Required task:
In the items below, pull out everything from the line containing "of the baroque" down to the line containing "x=180, y=296", including both of those lines, and reproduce it without any change.

═══

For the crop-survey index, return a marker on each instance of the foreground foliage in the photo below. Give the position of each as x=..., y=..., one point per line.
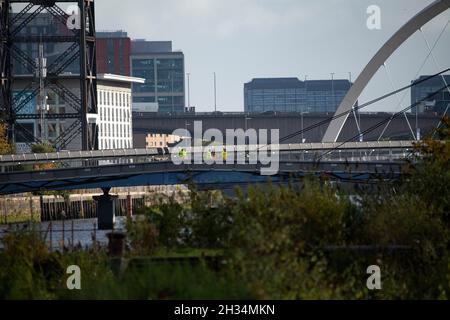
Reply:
x=309, y=241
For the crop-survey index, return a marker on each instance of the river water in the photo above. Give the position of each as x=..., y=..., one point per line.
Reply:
x=68, y=233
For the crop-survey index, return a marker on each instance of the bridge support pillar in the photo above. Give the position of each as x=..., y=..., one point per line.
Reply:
x=106, y=208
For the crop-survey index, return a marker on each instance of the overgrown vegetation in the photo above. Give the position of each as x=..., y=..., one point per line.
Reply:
x=309, y=241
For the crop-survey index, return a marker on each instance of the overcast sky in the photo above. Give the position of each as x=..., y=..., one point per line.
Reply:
x=245, y=39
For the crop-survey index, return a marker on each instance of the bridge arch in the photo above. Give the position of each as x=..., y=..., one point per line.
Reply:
x=405, y=32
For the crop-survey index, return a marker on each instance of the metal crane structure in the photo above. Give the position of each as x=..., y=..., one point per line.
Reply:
x=73, y=33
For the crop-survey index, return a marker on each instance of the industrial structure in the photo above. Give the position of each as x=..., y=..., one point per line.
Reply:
x=44, y=69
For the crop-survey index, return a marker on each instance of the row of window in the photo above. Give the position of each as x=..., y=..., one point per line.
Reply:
x=105, y=144
x=114, y=98
x=111, y=130
x=115, y=115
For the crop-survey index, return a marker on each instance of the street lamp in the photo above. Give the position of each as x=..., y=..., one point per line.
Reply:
x=246, y=128
x=332, y=89
x=189, y=89
x=215, y=93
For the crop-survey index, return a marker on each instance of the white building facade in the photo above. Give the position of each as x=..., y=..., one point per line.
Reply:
x=114, y=122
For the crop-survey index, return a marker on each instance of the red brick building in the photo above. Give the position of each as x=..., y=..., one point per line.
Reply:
x=113, y=53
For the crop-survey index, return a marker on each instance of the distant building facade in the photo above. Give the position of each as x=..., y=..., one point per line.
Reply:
x=438, y=103
x=163, y=71
x=293, y=95
x=155, y=140
x=114, y=119
x=115, y=127
x=113, y=52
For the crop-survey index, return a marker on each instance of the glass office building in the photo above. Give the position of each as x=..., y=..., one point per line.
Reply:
x=293, y=95
x=163, y=71
x=421, y=93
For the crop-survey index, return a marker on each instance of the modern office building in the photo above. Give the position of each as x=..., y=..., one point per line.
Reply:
x=163, y=71
x=437, y=103
x=293, y=95
x=114, y=119
x=113, y=52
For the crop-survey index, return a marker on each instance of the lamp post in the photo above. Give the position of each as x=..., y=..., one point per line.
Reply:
x=215, y=93
x=246, y=128
x=332, y=89
x=189, y=89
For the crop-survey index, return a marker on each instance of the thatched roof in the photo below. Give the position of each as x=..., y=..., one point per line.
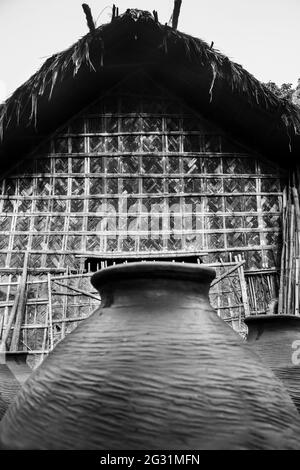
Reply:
x=219, y=88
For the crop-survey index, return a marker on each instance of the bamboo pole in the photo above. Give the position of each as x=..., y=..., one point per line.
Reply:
x=297, y=287
x=50, y=313
x=20, y=308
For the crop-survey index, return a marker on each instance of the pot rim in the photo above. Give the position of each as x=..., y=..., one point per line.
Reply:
x=270, y=318
x=154, y=270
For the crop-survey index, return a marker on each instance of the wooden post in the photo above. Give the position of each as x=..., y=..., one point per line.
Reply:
x=243, y=284
x=176, y=13
x=20, y=308
x=89, y=17
x=50, y=313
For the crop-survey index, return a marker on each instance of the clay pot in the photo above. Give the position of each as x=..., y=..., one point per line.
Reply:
x=13, y=373
x=276, y=338
x=152, y=368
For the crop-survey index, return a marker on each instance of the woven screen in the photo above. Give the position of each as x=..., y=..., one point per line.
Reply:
x=137, y=172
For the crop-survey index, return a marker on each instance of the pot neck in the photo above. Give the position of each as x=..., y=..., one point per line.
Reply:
x=153, y=283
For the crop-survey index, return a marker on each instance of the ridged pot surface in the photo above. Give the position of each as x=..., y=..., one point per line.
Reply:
x=12, y=376
x=152, y=368
x=276, y=338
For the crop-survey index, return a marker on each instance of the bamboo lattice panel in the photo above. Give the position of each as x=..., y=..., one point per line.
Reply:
x=137, y=172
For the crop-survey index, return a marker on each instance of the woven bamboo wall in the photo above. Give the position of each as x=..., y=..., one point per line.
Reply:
x=91, y=189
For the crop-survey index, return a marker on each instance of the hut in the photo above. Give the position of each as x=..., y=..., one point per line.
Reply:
x=141, y=142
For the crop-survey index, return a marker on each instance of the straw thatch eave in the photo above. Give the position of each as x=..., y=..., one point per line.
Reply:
x=220, y=89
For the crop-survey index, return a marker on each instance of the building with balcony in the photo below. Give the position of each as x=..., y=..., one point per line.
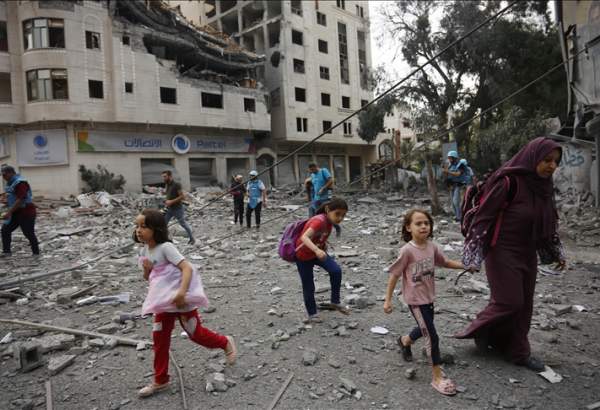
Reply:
x=317, y=73
x=130, y=85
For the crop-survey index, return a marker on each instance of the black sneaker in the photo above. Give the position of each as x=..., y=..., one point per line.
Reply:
x=534, y=364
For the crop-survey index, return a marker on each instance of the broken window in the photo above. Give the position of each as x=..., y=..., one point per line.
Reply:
x=3, y=37
x=273, y=30
x=362, y=59
x=345, y=102
x=301, y=124
x=249, y=105
x=202, y=172
x=323, y=46
x=360, y=11
x=297, y=7
x=298, y=66
x=47, y=84
x=347, y=128
x=321, y=19
x=96, y=89
x=211, y=100
x=297, y=37
x=92, y=40
x=5, y=89
x=168, y=95
x=343, y=44
x=300, y=94
x=43, y=33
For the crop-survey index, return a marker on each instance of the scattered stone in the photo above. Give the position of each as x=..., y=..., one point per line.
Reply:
x=28, y=355
x=51, y=343
x=333, y=363
x=348, y=384
x=216, y=382
x=561, y=309
x=309, y=358
x=57, y=364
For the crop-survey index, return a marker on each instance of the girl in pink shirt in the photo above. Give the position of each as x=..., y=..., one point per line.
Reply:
x=415, y=265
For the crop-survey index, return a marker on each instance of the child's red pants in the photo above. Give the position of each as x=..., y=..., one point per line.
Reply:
x=161, y=336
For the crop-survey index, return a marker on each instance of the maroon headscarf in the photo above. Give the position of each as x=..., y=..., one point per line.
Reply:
x=524, y=163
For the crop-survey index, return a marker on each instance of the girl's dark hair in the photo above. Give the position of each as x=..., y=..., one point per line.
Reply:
x=332, y=205
x=407, y=236
x=155, y=220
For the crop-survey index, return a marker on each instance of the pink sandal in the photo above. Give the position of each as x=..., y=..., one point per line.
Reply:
x=445, y=387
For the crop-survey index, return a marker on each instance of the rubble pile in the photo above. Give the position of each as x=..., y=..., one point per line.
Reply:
x=345, y=362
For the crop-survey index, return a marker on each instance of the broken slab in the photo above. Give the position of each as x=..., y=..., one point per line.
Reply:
x=57, y=364
x=29, y=356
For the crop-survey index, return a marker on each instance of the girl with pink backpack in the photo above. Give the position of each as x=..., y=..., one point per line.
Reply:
x=310, y=250
x=174, y=292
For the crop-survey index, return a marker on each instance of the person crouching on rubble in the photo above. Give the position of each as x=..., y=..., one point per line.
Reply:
x=174, y=292
x=238, y=191
x=415, y=266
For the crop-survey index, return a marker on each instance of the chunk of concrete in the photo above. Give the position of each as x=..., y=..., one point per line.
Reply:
x=57, y=364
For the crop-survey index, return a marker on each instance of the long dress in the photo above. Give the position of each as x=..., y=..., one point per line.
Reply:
x=511, y=267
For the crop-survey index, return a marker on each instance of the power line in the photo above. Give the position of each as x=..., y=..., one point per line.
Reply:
x=379, y=97
x=436, y=137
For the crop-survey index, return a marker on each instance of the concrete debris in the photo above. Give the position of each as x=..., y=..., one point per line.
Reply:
x=551, y=375
x=57, y=364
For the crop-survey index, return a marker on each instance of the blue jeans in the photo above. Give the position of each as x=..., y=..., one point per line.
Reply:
x=179, y=214
x=305, y=269
x=456, y=197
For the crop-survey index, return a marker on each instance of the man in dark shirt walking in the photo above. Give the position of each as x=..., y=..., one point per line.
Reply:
x=21, y=211
x=174, y=203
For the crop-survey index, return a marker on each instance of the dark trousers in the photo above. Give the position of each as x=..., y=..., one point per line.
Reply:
x=256, y=215
x=423, y=314
x=238, y=209
x=27, y=225
x=306, y=271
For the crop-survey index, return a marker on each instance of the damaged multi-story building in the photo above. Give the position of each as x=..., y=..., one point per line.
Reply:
x=127, y=84
x=317, y=73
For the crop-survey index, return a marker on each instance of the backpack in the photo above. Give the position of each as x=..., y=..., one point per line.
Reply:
x=287, y=244
x=475, y=196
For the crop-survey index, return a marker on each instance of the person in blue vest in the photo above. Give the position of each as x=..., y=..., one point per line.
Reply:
x=321, y=187
x=257, y=197
x=458, y=175
x=21, y=211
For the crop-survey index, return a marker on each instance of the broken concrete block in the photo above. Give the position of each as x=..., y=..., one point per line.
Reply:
x=60, y=341
x=28, y=355
x=57, y=364
x=560, y=309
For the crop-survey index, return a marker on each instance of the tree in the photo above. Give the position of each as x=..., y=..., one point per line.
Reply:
x=482, y=69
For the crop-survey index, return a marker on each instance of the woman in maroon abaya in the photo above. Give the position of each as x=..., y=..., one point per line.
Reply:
x=521, y=192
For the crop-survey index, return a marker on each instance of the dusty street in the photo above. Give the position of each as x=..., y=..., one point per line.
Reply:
x=256, y=297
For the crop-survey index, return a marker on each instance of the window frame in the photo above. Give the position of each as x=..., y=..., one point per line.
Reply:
x=95, y=83
x=323, y=46
x=31, y=29
x=163, y=95
x=46, y=84
x=89, y=40
x=295, y=33
x=301, y=91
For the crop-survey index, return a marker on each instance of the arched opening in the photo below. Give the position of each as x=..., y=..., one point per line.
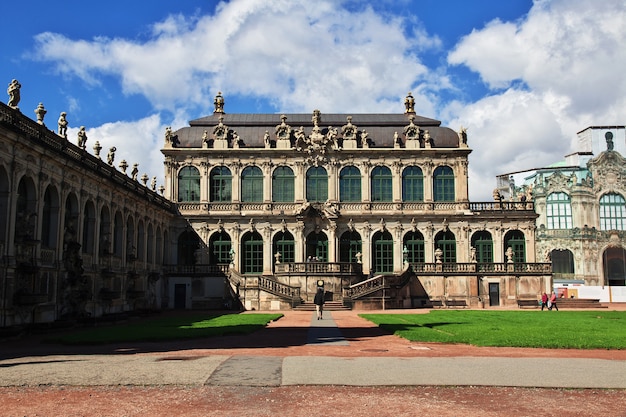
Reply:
x=614, y=266
x=382, y=252
x=350, y=244
x=284, y=244
x=317, y=247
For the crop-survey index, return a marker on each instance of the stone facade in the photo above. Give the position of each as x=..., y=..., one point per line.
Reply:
x=79, y=238
x=581, y=210
x=283, y=201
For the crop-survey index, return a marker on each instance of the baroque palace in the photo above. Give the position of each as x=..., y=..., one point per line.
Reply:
x=256, y=212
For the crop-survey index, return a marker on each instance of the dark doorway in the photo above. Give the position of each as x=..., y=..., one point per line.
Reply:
x=494, y=294
x=180, y=296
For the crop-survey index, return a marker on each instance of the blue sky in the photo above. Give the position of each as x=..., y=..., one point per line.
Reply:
x=524, y=76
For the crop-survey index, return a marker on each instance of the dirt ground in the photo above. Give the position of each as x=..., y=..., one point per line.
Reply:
x=286, y=337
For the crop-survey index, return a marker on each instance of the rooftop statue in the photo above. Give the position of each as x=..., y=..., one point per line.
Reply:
x=62, y=125
x=409, y=103
x=82, y=137
x=14, y=94
x=219, y=103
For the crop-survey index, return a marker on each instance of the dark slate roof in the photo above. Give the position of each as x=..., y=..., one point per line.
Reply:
x=252, y=127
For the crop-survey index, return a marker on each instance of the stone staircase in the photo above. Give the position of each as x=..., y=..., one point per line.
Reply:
x=579, y=303
x=328, y=306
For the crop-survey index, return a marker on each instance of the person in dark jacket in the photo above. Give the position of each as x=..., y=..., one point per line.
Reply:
x=319, y=302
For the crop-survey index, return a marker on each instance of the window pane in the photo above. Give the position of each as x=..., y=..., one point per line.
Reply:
x=382, y=184
x=412, y=184
x=443, y=184
x=350, y=184
x=283, y=185
x=316, y=184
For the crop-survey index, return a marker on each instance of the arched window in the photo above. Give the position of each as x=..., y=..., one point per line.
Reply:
x=515, y=240
x=412, y=184
x=189, y=184
x=612, y=212
x=382, y=250
x=562, y=262
x=349, y=245
x=350, y=184
x=482, y=242
x=317, y=246
x=443, y=184
x=559, y=211
x=188, y=244
x=283, y=185
x=252, y=185
x=414, y=244
x=382, y=189
x=220, y=185
x=219, y=248
x=284, y=244
x=252, y=247
x=316, y=184
x=446, y=241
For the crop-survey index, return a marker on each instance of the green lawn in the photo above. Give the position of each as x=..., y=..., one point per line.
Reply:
x=538, y=329
x=169, y=328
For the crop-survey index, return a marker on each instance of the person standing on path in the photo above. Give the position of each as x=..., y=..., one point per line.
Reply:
x=553, y=302
x=319, y=302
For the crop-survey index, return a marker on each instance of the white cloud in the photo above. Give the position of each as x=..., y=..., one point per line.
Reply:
x=300, y=54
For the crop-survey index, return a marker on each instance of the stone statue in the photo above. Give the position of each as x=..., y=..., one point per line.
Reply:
x=14, y=93
x=463, y=135
x=62, y=125
x=266, y=140
x=111, y=155
x=40, y=112
x=409, y=103
x=135, y=171
x=364, y=139
x=219, y=103
x=82, y=138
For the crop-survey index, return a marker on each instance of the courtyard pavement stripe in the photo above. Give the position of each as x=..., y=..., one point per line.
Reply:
x=253, y=371
x=325, y=331
x=519, y=372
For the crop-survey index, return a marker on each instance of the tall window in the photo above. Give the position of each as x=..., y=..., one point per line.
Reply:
x=414, y=244
x=482, y=242
x=219, y=248
x=252, y=185
x=350, y=184
x=317, y=246
x=220, y=185
x=189, y=184
x=283, y=185
x=446, y=241
x=515, y=240
x=284, y=244
x=412, y=184
x=612, y=212
x=349, y=245
x=559, y=211
x=562, y=261
x=382, y=184
x=443, y=184
x=252, y=258
x=382, y=245
x=316, y=184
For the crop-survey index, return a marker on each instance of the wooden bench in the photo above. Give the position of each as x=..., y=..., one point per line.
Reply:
x=456, y=303
x=527, y=304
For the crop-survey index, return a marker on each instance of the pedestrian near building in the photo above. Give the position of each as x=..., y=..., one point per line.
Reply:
x=319, y=302
x=552, y=302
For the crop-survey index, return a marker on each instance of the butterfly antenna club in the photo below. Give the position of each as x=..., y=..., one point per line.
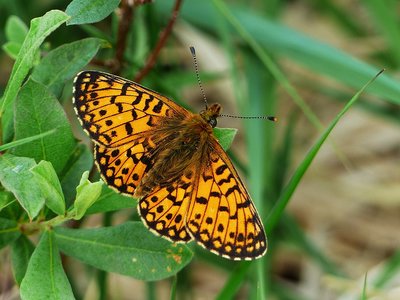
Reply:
x=196, y=68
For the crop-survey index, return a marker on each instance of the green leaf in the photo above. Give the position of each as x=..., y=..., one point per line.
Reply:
x=110, y=200
x=80, y=161
x=45, y=277
x=16, y=178
x=22, y=250
x=16, y=30
x=86, y=194
x=62, y=63
x=25, y=140
x=47, y=179
x=12, y=49
x=83, y=12
x=225, y=136
x=40, y=28
x=128, y=249
x=9, y=232
x=37, y=111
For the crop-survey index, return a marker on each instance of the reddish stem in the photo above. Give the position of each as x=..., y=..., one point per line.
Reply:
x=161, y=42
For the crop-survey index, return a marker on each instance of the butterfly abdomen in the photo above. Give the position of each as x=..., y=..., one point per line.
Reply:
x=178, y=149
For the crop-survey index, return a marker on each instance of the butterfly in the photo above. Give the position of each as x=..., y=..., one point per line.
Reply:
x=151, y=148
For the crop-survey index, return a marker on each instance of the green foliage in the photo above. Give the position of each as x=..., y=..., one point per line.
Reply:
x=128, y=249
x=45, y=277
x=45, y=172
x=83, y=12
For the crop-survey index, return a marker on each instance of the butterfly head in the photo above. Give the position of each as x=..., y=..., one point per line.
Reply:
x=211, y=113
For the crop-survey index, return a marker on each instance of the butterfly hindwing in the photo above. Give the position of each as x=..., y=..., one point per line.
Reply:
x=147, y=146
x=164, y=209
x=222, y=217
x=123, y=168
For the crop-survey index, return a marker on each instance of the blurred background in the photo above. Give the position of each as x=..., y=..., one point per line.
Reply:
x=300, y=60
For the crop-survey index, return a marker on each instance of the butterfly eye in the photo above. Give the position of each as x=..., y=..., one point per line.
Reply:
x=213, y=122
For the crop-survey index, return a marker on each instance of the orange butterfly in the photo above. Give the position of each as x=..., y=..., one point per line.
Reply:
x=149, y=147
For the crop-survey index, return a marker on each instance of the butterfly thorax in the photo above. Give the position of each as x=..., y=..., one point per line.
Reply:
x=181, y=146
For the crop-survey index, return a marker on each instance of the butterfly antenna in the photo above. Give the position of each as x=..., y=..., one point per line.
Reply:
x=270, y=118
x=196, y=68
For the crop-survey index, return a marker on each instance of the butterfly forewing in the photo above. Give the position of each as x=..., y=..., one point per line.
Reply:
x=147, y=146
x=115, y=111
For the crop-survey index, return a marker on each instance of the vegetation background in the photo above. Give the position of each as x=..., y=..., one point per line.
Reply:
x=332, y=222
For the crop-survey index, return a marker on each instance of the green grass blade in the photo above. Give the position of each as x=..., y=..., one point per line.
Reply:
x=267, y=61
x=234, y=282
x=277, y=211
x=389, y=270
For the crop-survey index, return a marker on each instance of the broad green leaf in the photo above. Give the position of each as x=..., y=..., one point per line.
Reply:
x=80, y=161
x=225, y=136
x=84, y=12
x=40, y=28
x=12, y=49
x=16, y=30
x=5, y=199
x=45, y=277
x=62, y=63
x=25, y=140
x=38, y=111
x=86, y=194
x=22, y=250
x=128, y=249
x=110, y=200
x=16, y=178
x=9, y=232
x=47, y=179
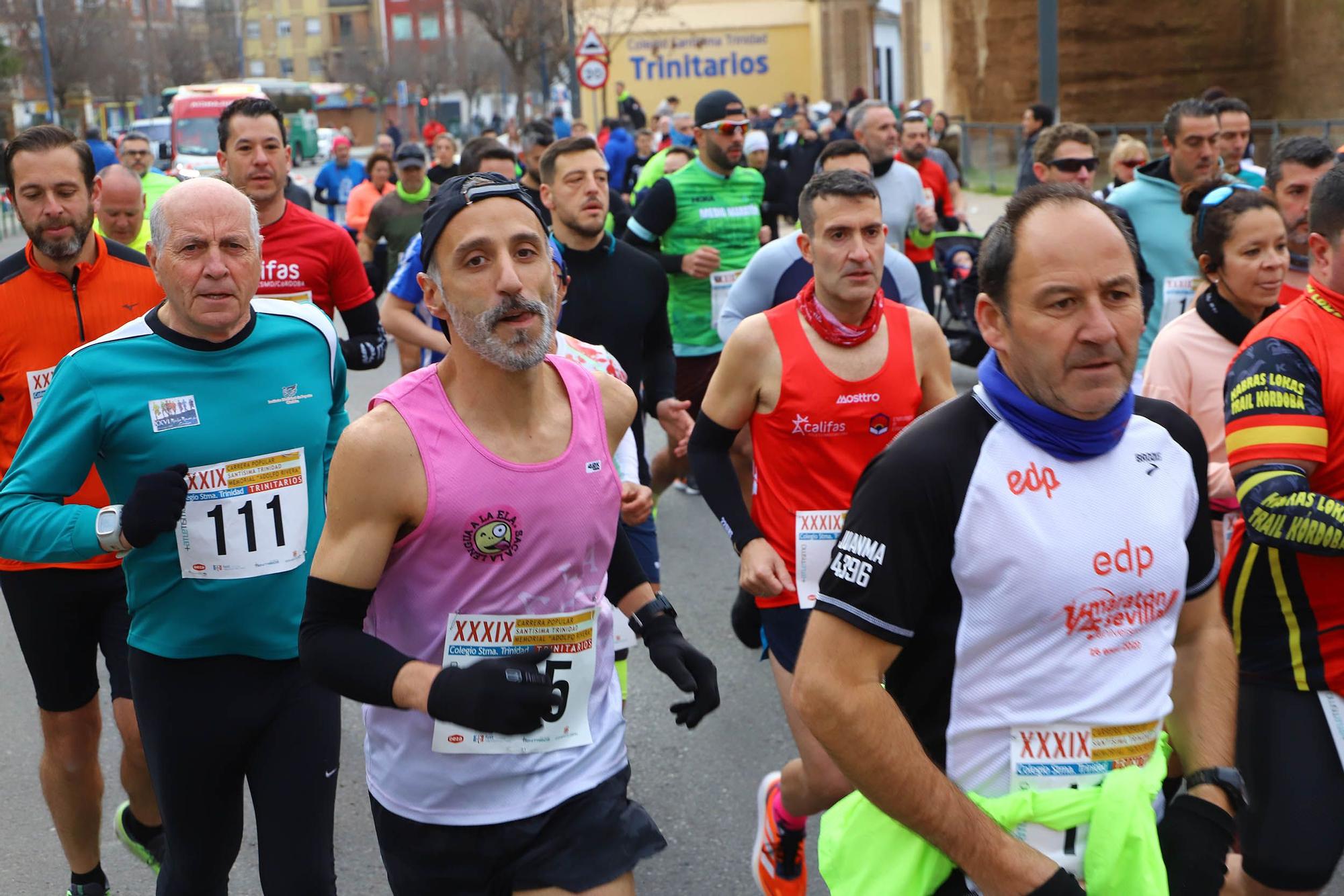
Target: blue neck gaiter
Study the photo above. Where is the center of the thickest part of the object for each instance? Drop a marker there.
(1062, 437)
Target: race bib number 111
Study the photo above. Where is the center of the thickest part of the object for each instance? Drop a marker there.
(245, 518)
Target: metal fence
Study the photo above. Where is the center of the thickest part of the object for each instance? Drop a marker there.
(989, 154)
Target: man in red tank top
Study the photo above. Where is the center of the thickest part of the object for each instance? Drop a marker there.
(826, 382)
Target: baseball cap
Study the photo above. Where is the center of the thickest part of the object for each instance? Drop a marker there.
(458, 194)
(756, 142)
(411, 156)
(718, 105)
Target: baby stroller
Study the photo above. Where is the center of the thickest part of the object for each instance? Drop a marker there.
(955, 308)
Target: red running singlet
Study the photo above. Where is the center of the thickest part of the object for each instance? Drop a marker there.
(812, 448)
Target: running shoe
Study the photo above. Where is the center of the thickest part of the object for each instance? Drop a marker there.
(779, 863)
(89, 890)
(151, 854)
(747, 620)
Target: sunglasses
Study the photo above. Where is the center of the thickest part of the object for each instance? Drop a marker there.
(1073, 166)
(1213, 201)
(485, 186)
(726, 128)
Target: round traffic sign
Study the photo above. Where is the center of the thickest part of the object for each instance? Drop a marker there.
(592, 73)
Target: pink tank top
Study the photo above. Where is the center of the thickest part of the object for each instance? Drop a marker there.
(503, 539)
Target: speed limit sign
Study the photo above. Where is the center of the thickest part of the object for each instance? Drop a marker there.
(592, 73)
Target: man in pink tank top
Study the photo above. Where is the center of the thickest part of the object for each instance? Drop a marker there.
(826, 382)
(467, 597)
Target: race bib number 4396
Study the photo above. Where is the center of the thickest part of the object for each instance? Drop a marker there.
(571, 670)
(245, 518)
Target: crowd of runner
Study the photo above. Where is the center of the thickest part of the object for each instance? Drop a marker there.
(1079, 628)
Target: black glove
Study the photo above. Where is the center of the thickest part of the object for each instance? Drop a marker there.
(689, 670)
(1195, 836)
(506, 695)
(1060, 885)
(155, 506)
(747, 620)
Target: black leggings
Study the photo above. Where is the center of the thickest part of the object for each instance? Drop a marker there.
(210, 723)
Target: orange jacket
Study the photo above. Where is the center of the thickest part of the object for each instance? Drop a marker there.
(44, 318)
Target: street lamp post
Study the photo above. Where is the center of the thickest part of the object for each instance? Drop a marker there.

═══

Output below:
For the crop-survey index, return a marker on each instance of the baroque palace in the photo above. Give the position of each as x=..., y=..., one point per line.
Reply:
x=256, y=212
For the crop-survey index, return a marker on each instance of the dark doorway in the photo above. Give the position of each as x=..., y=..., one point per line.
Reply:
x=494, y=294
x=180, y=296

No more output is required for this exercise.